The county further concluded that the city's report "appears to cherry-pick the indicators that show lower property values in the Added Area in comparison of the rest of the City" and, on the count of over crowding, that the city's finding of 1.33 and 1.43 persons per room constitutes "overcrowding but not serious overcrowding, defined by the Census as 1.5 per room."

This month's exchanges between the city and the county has resulted in virtually no concessions or agreements, and all indications are that the Milpitas City Council will in fact give the amendments final approval.

"It's passed through the City Council unanimously so far," said Livengood. "I see nothing that would prevent us from moving forward." If this impasse continues, and leads to the threat of legal action, it would not be unheard-of, especially in the absence of an official system of mediation when such disputes arise.

****************

Things to do:
[A] Write out the part of the Milpitas city-county dispute passage from "This month's exchanges" to "amendments final approval.".
[B] Translate this sentence from the Milpitas city-county dispute passage into Spanish: "This month's exchanges between the city and the county has resulted in virtually no concessions or agreements, and all indications are that the Milpitas City Council will in fact give the amendments final approval."
[C] Keep writing the Milpitas city-county dispute passage, starting right after its last sentence.

Data section:
****************

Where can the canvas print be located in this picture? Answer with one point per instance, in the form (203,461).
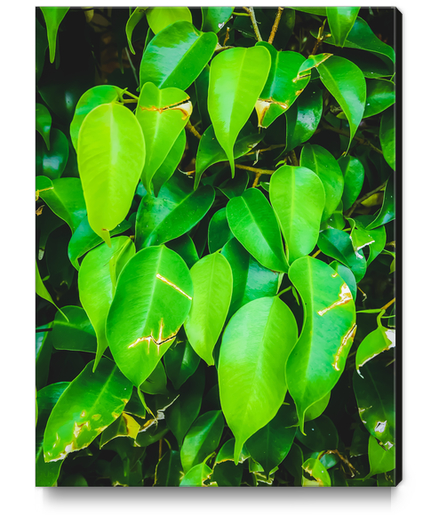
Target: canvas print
(217,228)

****************

Answers for the tasks:
[A]
This month's exchanges between the city and the county has resulted in virtually no concessions or agreements, and all indications are that the Milpitas City Council will in fact give the amendments final approval.

[B] Los intercambios de este mes entre la ciudad y el condado no han dado lugar prácticamente a ninguna concesión ni acuerdo, y todo indica que el Concejo Municipal de Milpitas, en efecto, dará la aprobación final a las enmiendas.

[C]
"You would hope the agency would spend time with county officials even before they start the process," said John Shirey, executive director of the California Redevelopment Association. "It is increasingly rare that there would actually be a lawsuit filed by the county. Typically these things do get worked out."

For now, the city is waiting for the county to be the one to budge.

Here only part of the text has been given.